▶ [What you need to do]:
Pull out every line of the listing below that contains the string "brick", and copy each line as it appears. Matching is case-sensitive.

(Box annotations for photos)
═══
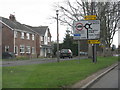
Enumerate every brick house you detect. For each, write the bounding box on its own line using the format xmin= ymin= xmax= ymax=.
xmin=0 ymin=15 xmax=51 ymax=57
xmin=28 ymin=26 xmax=52 ymax=57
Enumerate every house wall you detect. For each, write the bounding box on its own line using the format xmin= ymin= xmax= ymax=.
xmin=2 ymin=24 xmax=14 ymax=52
xmin=0 ymin=23 xmax=2 ymax=58
xmin=36 ymin=34 xmax=41 ymax=57
xmin=15 ymin=31 xmax=37 ymax=57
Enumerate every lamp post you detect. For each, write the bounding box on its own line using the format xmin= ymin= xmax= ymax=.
xmin=56 ymin=10 xmax=60 ymax=62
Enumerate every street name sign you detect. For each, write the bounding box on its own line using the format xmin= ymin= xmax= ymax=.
xmin=73 ymin=20 xmax=100 ymax=40
xmin=88 ymin=40 xmax=100 ymax=44
xmin=84 ymin=15 xmax=97 ymax=20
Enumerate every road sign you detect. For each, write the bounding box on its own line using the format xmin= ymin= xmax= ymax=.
xmin=84 ymin=15 xmax=96 ymax=20
xmin=73 ymin=20 xmax=100 ymax=40
xmin=88 ymin=40 xmax=100 ymax=44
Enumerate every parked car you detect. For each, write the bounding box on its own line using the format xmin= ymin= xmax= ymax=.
xmin=2 ymin=52 xmax=15 ymax=59
xmin=80 ymin=52 xmax=88 ymax=56
xmin=60 ymin=49 xmax=73 ymax=58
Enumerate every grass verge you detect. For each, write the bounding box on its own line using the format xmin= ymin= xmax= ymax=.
xmin=2 ymin=57 xmax=118 ymax=88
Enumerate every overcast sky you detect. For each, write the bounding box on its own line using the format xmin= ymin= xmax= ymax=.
xmin=0 ymin=0 xmax=118 ymax=45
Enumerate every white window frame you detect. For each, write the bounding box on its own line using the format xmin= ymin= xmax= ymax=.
xmin=26 ymin=46 xmax=31 ymax=53
xmin=32 ymin=34 xmax=35 ymax=40
xmin=20 ymin=45 xmax=25 ymax=53
xmin=48 ymin=37 xmax=50 ymax=42
xmin=40 ymin=36 xmax=44 ymax=41
xmin=32 ymin=47 xmax=35 ymax=54
xmin=14 ymin=31 xmax=18 ymax=38
xmin=26 ymin=33 xmax=30 ymax=40
xmin=15 ymin=46 xmax=18 ymax=55
xmin=21 ymin=32 xmax=25 ymax=39
xmin=5 ymin=46 xmax=9 ymax=52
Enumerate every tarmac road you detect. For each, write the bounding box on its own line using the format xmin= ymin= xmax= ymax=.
xmin=89 ymin=66 xmax=119 ymax=88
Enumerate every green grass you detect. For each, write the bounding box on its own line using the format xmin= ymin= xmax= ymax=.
xmin=3 ymin=57 xmax=117 ymax=88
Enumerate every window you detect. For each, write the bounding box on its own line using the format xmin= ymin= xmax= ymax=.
xmin=32 ymin=47 xmax=35 ymax=54
xmin=26 ymin=46 xmax=30 ymax=53
xmin=20 ymin=45 xmax=25 ymax=53
xmin=26 ymin=33 xmax=30 ymax=39
xmin=5 ymin=46 xmax=9 ymax=52
xmin=41 ymin=36 xmax=44 ymax=41
xmin=21 ymin=32 xmax=24 ymax=39
xmin=15 ymin=46 xmax=18 ymax=55
xmin=32 ymin=34 xmax=35 ymax=40
xmin=14 ymin=31 xmax=18 ymax=38
xmin=48 ymin=37 xmax=50 ymax=42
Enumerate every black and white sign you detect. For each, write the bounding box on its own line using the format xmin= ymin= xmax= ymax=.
xmin=73 ymin=20 xmax=100 ymax=40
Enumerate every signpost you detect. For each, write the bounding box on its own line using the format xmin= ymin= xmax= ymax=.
xmin=73 ymin=20 xmax=100 ymax=40
xmin=73 ymin=15 xmax=100 ymax=62
xmin=88 ymin=40 xmax=100 ymax=44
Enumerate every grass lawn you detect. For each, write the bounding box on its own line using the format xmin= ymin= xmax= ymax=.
xmin=2 ymin=57 xmax=118 ymax=88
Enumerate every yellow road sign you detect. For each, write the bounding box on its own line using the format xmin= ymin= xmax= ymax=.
xmin=84 ymin=15 xmax=97 ymax=20
xmin=88 ymin=40 xmax=100 ymax=44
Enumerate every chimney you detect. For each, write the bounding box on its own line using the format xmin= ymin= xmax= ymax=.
xmin=9 ymin=14 xmax=16 ymax=21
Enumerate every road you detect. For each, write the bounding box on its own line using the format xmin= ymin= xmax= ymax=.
xmin=89 ymin=67 xmax=119 ymax=88
xmin=0 ymin=57 xmax=87 ymax=67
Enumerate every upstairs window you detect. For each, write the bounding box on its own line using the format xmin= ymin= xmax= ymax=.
xmin=32 ymin=47 xmax=35 ymax=54
xmin=40 ymin=36 xmax=44 ymax=41
xmin=26 ymin=46 xmax=31 ymax=53
xmin=48 ymin=37 xmax=50 ymax=42
xmin=21 ymin=32 xmax=25 ymax=39
xmin=20 ymin=45 xmax=25 ymax=53
xmin=26 ymin=33 xmax=30 ymax=40
xmin=32 ymin=34 xmax=35 ymax=40
xmin=14 ymin=31 xmax=18 ymax=38
xmin=5 ymin=46 xmax=9 ymax=52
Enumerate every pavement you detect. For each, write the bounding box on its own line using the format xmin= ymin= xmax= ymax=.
xmin=70 ymin=63 xmax=118 ymax=89
xmin=0 ymin=57 xmax=88 ymax=67
xmin=0 ymin=57 xmax=118 ymax=89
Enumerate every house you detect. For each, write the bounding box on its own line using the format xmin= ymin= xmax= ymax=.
xmin=0 ymin=15 xmax=51 ymax=57
xmin=28 ymin=26 xmax=52 ymax=57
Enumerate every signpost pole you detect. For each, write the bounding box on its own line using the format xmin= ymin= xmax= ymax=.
xmin=78 ymin=40 xmax=80 ymax=63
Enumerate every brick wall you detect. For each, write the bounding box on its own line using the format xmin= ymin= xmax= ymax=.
xmin=2 ymin=25 xmax=14 ymax=52
xmin=15 ymin=31 xmax=37 ymax=57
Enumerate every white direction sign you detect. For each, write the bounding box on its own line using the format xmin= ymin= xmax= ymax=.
xmin=73 ymin=20 xmax=100 ymax=40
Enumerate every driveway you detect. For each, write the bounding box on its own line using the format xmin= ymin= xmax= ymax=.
xmin=0 ymin=57 xmax=87 ymax=67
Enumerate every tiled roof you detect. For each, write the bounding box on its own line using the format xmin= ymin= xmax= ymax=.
xmin=0 ymin=17 xmax=34 ymax=33
xmin=28 ymin=26 xmax=48 ymax=36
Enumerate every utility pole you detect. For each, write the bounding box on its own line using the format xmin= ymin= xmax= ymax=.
xmin=56 ymin=10 xmax=60 ymax=62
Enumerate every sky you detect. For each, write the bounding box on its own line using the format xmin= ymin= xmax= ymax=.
xmin=0 ymin=0 xmax=118 ymax=45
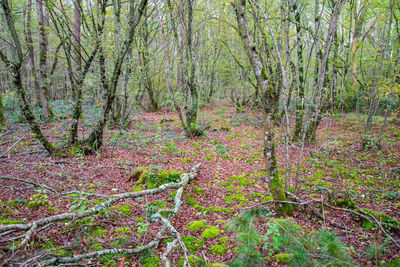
═══
▶ [Answer for this exercise]:
Enumerate every brick house you detect. For each, write the bounding box on its own line using the format xmin= ymin= xmax= ymax=.
Enumerate every brick wall you detect. For each, write the bounding box on its own line using the format xmin= ymin= xmax= ymax=.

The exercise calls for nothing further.